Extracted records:

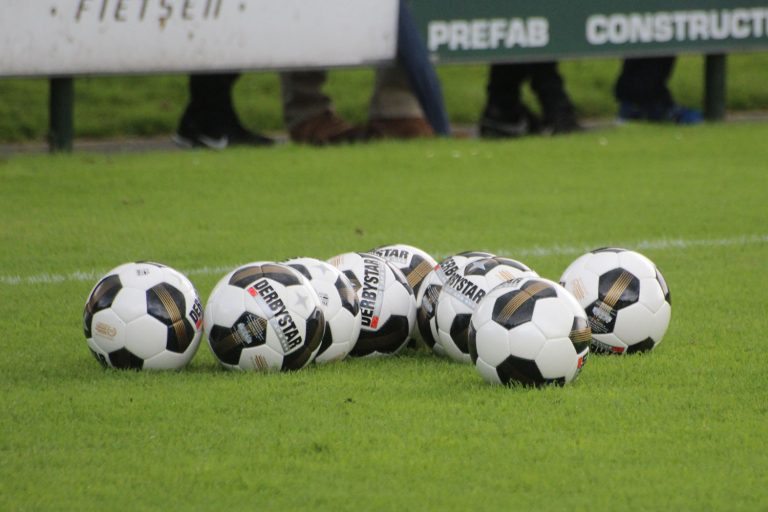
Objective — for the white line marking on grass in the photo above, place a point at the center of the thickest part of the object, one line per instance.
(520, 253)
(643, 245)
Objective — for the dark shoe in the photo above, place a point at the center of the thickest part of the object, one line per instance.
(517, 122)
(325, 129)
(400, 128)
(659, 113)
(218, 130)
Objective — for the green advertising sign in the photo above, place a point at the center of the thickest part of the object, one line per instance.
(497, 30)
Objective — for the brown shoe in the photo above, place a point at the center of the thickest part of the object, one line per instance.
(326, 128)
(400, 128)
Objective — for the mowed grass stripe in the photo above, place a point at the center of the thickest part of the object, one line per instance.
(555, 250)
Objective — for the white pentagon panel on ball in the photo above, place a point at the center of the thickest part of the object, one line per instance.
(526, 341)
(492, 343)
(558, 359)
(140, 275)
(145, 337)
(582, 283)
(414, 263)
(553, 316)
(179, 280)
(651, 294)
(108, 330)
(130, 304)
(660, 323)
(226, 304)
(262, 358)
(637, 263)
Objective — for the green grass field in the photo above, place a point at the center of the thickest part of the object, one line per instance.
(681, 428)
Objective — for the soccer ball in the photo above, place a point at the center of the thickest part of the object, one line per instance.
(264, 316)
(625, 297)
(529, 332)
(426, 299)
(463, 288)
(143, 316)
(414, 263)
(340, 304)
(387, 305)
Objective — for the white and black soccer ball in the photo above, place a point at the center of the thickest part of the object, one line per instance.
(626, 299)
(143, 315)
(426, 299)
(340, 304)
(529, 332)
(413, 262)
(464, 286)
(387, 304)
(264, 316)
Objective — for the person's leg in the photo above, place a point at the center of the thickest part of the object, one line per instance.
(308, 112)
(504, 114)
(644, 81)
(394, 110)
(413, 62)
(209, 119)
(642, 92)
(558, 112)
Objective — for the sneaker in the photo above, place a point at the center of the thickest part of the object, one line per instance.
(217, 131)
(400, 128)
(325, 129)
(508, 124)
(659, 113)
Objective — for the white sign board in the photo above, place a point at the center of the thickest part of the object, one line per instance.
(71, 37)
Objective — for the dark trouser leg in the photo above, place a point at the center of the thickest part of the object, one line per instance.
(558, 112)
(643, 81)
(504, 85)
(210, 93)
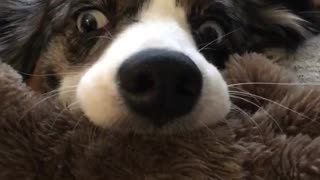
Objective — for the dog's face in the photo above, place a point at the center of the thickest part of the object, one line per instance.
(153, 64)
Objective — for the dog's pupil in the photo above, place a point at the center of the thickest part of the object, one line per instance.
(89, 23)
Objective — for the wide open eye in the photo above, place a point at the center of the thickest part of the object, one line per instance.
(211, 31)
(91, 20)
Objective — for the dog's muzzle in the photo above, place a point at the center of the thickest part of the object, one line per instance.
(160, 85)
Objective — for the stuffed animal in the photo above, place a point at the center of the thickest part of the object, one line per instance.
(272, 133)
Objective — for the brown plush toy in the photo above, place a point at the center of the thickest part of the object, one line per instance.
(275, 136)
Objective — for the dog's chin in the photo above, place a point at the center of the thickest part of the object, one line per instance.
(122, 120)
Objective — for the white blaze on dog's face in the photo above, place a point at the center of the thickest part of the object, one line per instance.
(161, 25)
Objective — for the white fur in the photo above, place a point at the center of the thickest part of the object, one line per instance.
(162, 25)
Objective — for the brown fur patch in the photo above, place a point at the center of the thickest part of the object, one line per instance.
(271, 142)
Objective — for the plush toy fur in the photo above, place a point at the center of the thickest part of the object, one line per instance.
(276, 137)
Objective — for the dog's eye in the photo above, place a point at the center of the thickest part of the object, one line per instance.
(211, 31)
(91, 21)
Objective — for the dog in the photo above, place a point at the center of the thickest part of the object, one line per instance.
(146, 65)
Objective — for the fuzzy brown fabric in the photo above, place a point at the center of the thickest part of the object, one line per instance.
(277, 137)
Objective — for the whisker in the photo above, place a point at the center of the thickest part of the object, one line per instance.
(238, 109)
(259, 107)
(25, 113)
(216, 40)
(273, 102)
(271, 83)
(49, 74)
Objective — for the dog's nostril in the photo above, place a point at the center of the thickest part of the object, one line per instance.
(139, 84)
(160, 85)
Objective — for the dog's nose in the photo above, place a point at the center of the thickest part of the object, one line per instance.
(160, 85)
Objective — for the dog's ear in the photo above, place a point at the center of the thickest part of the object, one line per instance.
(25, 27)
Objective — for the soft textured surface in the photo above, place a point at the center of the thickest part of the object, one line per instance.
(305, 62)
(276, 136)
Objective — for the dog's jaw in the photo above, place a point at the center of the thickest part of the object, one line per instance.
(161, 25)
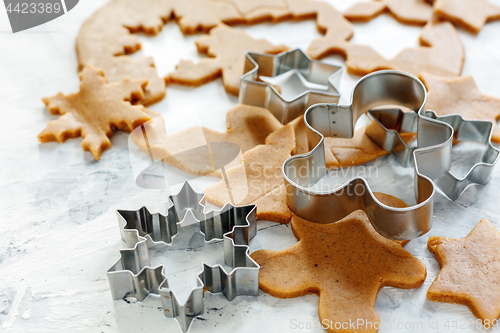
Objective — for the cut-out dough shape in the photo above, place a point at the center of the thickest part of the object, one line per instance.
(247, 126)
(461, 95)
(226, 48)
(469, 14)
(470, 271)
(259, 174)
(441, 53)
(340, 152)
(346, 263)
(108, 33)
(406, 11)
(95, 111)
(256, 11)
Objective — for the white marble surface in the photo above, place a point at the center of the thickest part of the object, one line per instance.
(59, 231)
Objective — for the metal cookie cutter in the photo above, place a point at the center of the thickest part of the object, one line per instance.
(258, 93)
(431, 158)
(133, 276)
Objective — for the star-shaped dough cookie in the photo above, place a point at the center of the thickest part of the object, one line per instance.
(405, 11)
(226, 48)
(346, 263)
(441, 53)
(247, 127)
(95, 111)
(470, 270)
(470, 14)
(461, 95)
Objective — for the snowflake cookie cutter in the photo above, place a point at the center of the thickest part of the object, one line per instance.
(431, 158)
(132, 276)
(255, 92)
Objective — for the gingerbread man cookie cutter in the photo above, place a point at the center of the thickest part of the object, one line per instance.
(259, 93)
(132, 275)
(431, 158)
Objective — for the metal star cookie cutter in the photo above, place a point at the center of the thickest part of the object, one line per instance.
(431, 158)
(132, 276)
(258, 93)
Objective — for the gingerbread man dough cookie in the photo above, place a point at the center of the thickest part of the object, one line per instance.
(470, 271)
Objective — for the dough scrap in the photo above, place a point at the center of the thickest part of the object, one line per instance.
(247, 127)
(461, 96)
(226, 48)
(441, 53)
(346, 263)
(469, 14)
(406, 11)
(470, 270)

• What you should do:
Print every entry above again without changing a word, and omit the pictures.

• Complete response:
Objective — for the white line marking on grass in the photo above, place a point at the center of the thickest part of the object, one line per instance.
(520, 253)
(643, 245)
Objective — for the dark shoe in the photo above, place a point at the center of the thickest part of the object, one line per instance.
(517, 122)
(325, 129)
(400, 128)
(659, 113)
(218, 130)
Objective — for the green advertising sign in the photo above, place a point at the center of the thickest part of the object, one line per instance.
(497, 30)
Objective — for the brown shoe in the photo above, place a point at the center of the thickest part of the object, one line per instance.
(326, 128)
(400, 128)
Objective — for the mowed grass stripe in the photo above, place a point at the center of the thickest part of the object, one line per instance.
(555, 250)
Objective — for the white pentagon panel on ball in the photo above, place a point at the center of the thickest part of the object, one line per instance.
(526, 341)
(492, 343)
(558, 359)
(140, 275)
(145, 337)
(582, 283)
(414, 263)
(553, 316)
(179, 280)
(651, 294)
(108, 330)
(130, 304)
(660, 323)
(226, 304)
(262, 358)
(637, 263)
Objective — for the green grass field in the photo above, place a point at the center of the thickest part of the object, one line per instance.
(681, 428)
Objective — for the soccer ball in the photo above, place a point at the center of the thickest part of the object, one line per instance.
(264, 316)
(625, 297)
(529, 332)
(426, 299)
(463, 288)
(143, 316)
(414, 263)
(340, 304)
(387, 305)
Objective — for the white and black soccer ball in the photo above, place a point at the center of the thickest part of the object, one line per instance.
(626, 299)
(143, 315)
(426, 299)
(340, 304)
(529, 332)
(413, 262)
(464, 286)
(387, 304)
(264, 316)
Objective — for the person's leg in the photo above, place a point at the center of the thickest part of the object, one line per instance.
(308, 112)
(504, 114)
(644, 81)
(394, 110)
(413, 62)
(209, 119)
(642, 92)
(558, 112)
Objective — for the sneaker in the photo above, place a point at the center of the thickest part of the object, one line per instance.
(217, 131)
(400, 128)
(325, 129)
(508, 124)
(659, 113)
Objective — for the white sign board in the photo above, place a point at the center of the thickest part of the object, one line per instance.
(71, 37)
Objective — for the dark trouser leg in the photo above, place a point at the center of the thickest part of the object, one line per instance.
(558, 112)
(643, 81)
(504, 85)
(210, 93)
Objective — for the dog's face in the photo above, place a point at the center of the thickest part of the object, one line per instance.
(153, 64)
Objective — for the dog's pupil in the photo above, place a point at the center of the thickest part of the object, one line per instance.
(89, 23)
Objective — for the wide open eye in the photo above, place a point at the center of the thickest part of the object, one line per instance.
(211, 31)
(91, 20)
Objective — for the dog's muzzle in the photo above, place a point at the center of the thickest part of the object, one line per instance.
(160, 85)
Objective — for the stuffed animal in the photo above, place a point at the center of the thickest part of the object, one line per instance.
(272, 133)
Objective — for the brown plush toy in the photo above, place a point at the center of the thickest part of the object, one line per instance.
(275, 136)
Objective — for the dog's chin in the photo above, place a point at the center of the thickest part of the object, one line per instance.
(122, 120)
Objective — for the white blaze on dog's face in the photo above, place a point at the center of the thickest part of the object, one line per instance.
(161, 25)
Objective — for the white fur in the photo above, place a point at the center of the thickest part of the object, one line per instance.
(162, 25)
Objective — for the brown fur patch in the photo above, place a point at the center of the thickest part of the object, one line per instance.
(271, 142)
Objective — for the plush toy fur in the photo above, place a point at the center of the thickest part of the object, one line per instance.
(276, 137)
Objective — for the dog's eye in the photo above, place a point at the center of the thickest part of the object, one line per instance.
(211, 31)
(91, 21)
Objective — for the dog in the photo above, place a point at the center of the thickest part of the object, one line per instance.
(146, 65)
Objective — for the fuzzy brown fabric in the photo above, place a point at the center of the thickest part of the object, one line per instance.
(277, 137)
Objective — for the whisker in the photo above, place a point at the center of the thickest part of the object, one line per instance.
(238, 109)
(259, 107)
(25, 113)
(216, 40)
(273, 102)
(271, 83)
(49, 74)
Objective — for the dog's nostril in the photo above, place a point at the center of the thickest part of the object, one line per instance.
(139, 84)
(160, 85)
Objective — for the dog's nose in the photo above, place a point at the center of the thickest part of the object, one line per instance.
(160, 85)
Objective — for the dog's ear in the photo above, place a point at the center of the thickest part of the object, one line per instance.
(25, 27)
Objective — for the soft textured surface in the photo above, place a point at the center of the thickest part of the object, one line per instance.
(305, 62)
(276, 136)
Objective — for the dog's jaw in the photo above, place a point at the center of the thickest part of the object, one line per instance.
(161, 25)
Objective — for the cut-out dough shape in the photo above, place a point at the center of the thickest part of the object, one line per instance.
(247, 126)
(461, 95)
(226, 48)
(469, 14)
(470, 271)
(259, 174)
(441, 53)
(340, 152)
(346, 263)
(108, 33)
(406, 11)
(95, 111)
(256, 11)
Objective — for the white marble surface in the photo above, place a point at the center of the thickest part of the object, one line per instance.
(59, 231)
Objective — for the metal cookie cutter in the photo above, place a point at the center of the thickest part of the object, one line per instance.
(258, 93)
(431, 158)
(133, 276)
Objective — for the star-shaped dough cookie in the photo above, place a point at the center of the thickest part of the object, one line per instance.
(405, 11)
(226, 48)
(346, 263)
(441, 53)
(247, 127)
(95, 111)
(470, 270)
(470, 14)
(461, 95)
Objective — for the snowflake cookie cutter in the photo above, place a point at the center of the thickest part of the object, one line per instance.
(431, 158)
(132, 276)
(255, 92)
Objective — for the gingerbread man cookie cutter in the photo above, place a point at the center of the thickest part of the object, one line per instance.
(259, 93)
(132, 275)
(431, 158)
Objective — for the metal star cookie cutter in the photo above, place a point at the center of the thickest part of the object, one line per instance.
(431, 158)
(132, 276)
(258, 93)
Objective — for the gingerbread man dough cookie in the photo above, place a point at the center of the thickest part of the object, one line per instance.
(470, 271)
Objective — for the dough scrap in the photo above, place a point at the center of the thickest part of the object, one line per instance.
(247, 127)
(461, 96)
(226, 48)
(441, 53)
(346, 263)
(469, 14)
(406, 11)
(470, 270)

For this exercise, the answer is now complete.